## Exercise input
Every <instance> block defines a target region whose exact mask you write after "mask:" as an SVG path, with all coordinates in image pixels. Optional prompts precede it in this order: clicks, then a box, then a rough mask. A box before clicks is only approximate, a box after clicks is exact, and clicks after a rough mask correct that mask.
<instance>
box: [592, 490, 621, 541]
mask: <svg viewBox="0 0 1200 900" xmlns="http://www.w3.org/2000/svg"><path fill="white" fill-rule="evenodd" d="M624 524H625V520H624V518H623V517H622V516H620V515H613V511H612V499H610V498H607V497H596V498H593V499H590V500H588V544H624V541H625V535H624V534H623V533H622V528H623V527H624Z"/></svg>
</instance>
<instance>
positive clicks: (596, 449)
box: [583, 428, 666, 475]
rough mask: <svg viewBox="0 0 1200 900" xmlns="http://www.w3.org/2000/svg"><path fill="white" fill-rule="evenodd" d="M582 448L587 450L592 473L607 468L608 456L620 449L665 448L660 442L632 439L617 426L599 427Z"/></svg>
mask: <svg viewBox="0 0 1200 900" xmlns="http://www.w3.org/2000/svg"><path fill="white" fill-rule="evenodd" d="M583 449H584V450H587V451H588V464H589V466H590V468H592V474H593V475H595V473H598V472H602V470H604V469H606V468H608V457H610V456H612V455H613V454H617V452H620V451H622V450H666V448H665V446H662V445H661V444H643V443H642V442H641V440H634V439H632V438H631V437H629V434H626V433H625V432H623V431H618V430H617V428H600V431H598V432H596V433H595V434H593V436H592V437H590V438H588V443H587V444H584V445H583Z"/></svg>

## What you need to do
Echo the lines of the records, starting with the first line that contains "</instance>" and going on through the end of the records, including both ends.

## Output of the exercise
</instance>
<instance>
positive clicks: (596, 449)
box: [583, 428, 666, 475]
rough mask: <svg viewBox="0 0 1200 900" xmlns="http://www.w3.org/2000/svg"><path fill="white" fill-rule="evenodd" d="M582 448L587 450L592 473L607 468L608 456L620 449L665 448L660 442L632 439L617 426L599 427Z"/></svg>
mask: <svg viewBox="0 0 1200 900" xmlns="http://www.w3.org/2000/svg"><path fill="white" fill-rule="evenodd" d="M583 449H584V450H587V451H588V464H589V466H590V468H592V474H593V475H595V473H598V472H602V470H604V469H606V468H608V457H610V456H612V455H613V454H617V452H620V451H622V450H666V448H665V446H662V445H661V444H643V443H642V442H641V440H634V439H632V438H631V437H629V434H626V433H625V432H623V431H618V430H617V428H600V431H598V432H596V433H595V434H593V436H592V437H590V438H588V443H587V444H584V445H583Z"/></svg>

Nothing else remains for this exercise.